┌─ ИСХОДНЫЙ ОТРЫВОК

К вопросу о смертной казни

Артем Ферье
Намедни смотрел передачу Владимира Соловьёва «К барьеру». Зачем я смотрю такие передачи? А зачем Соловьёв их ведёт? Известно, зачем. Чтобы пропереться от собственного интеллектуального и нравственного превосходства над участниками, гигантами русской политической мысли. Ну а я смотрю это шоу – чтобы пропереться от собственного превосходства над всеми, кто сидит в «дебиляторе». Ибо я, конечно, давно знаю, что самый умный, – но порой приятно бывает получить тому подтверждение.

На сей раз сошлись «евразиец» Александр Дугин и адвокат Михаил Барщевский. Гутарили про смертную казнь. Дугин, естественно, был за, Барщевский – против, а Соловьёв – по очереди ставил их в тупик, приёмчиками своими затейливыми, вопросиками своими каверзными. В частности, Барщевского он припёр к стене совершенно элементарной, казалось бы, задачкой. «Предположим, что Гитлер не покончил с собой, а попал в плен. Его – тоже оставить в живых?»

Бедняга Барщевский только и смог, что промямлить: «Это действительно очень сложный для меня вопрос…»

Я смотрел на него, со скорбным сочувствием, и думал: «Михаил Юрьевич! А к выступлениям в суде – вы так же «тщательно» готовились? Вот из-за таких, как вы, в обществе и укоренилось мнение, будто противники смертной казни – этакие мозгляки-слюнтяи не от жизни сей, инфантильные идеалисты, витающие в эмпиреях абстрактного гуманизма».

Хотя на самом деле – всё с точностью до наоборот. Это сторонники «вышки» - большие дети, изумительно наивные люди, которые, дожив до совершеннолетия, верят, будто в этом мире в принципе возможна какая-то «справедливость» воздаяния.

 Да какая там, к чёрту, справедливость, когда речь идёт, скажем, о парне, замочившем человек пятьдесят? И то не киллер-трудяга, который всего лишь добросовестно и умело выполнял свою работу, ликвидируя членов одного силового клана по поручению другого, а – изверг-любитель, маньяк-отморозок. И мочил он совершенно невинных, непричастных людей. Женщин, детей, пенсионеров. Да ещё – с особой жестокостью убивал, зверски, живодёрски, мучительно. Ну и какая кара была бы «справедлива» для него? Пятьдесят раз – его ж по-любому не грохнешь.

└─
┌─ ФРАГМЕНТЫ ЗАПИСЕЙ

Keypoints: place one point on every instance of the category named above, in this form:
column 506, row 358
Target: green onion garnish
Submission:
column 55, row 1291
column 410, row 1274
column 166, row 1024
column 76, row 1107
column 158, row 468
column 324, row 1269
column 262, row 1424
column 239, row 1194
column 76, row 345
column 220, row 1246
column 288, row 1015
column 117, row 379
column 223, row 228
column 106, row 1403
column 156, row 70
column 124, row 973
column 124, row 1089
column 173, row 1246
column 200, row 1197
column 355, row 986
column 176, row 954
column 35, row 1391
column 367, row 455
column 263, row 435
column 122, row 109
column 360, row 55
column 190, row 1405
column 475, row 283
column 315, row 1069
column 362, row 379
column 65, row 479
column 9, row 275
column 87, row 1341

└─

Процитируйте текст о смертной казни слово в слово, начиная со слов «Хотя на самом» и заканчивая словами «по-любому не грохнешь.».

Хотя на самом деле – всё с точностью до наоборот. Это сторонники «вышки» - большие дети, изумительно наивные люди, которые, дожив до совершеннолетия, верят, будто в этом мире в принципе возможна какая-то «справедливость» воздаяния.

 Да какая там, к чёрту, справедливость, когда речь идёт, скажем, о парне, замочившем человек пятьдесят? И то не киллер-трудяга, который всего лишь добросовестно и умело выполнял свою работу, ликвидируя членов одного силового клана по поручению другого, а – изверг-любитель, маньяк-отморозок. И мочил он совершенно невинных, непричастных людей. Женщин, детей, пенсионеров. Да ещё – с особой жестокостью убивал, зверски, живодёрски, мучительно. Ну и какая кара была бы «справедлива» для него? Пятьдесят раз – его ж по-любому не грохнешь.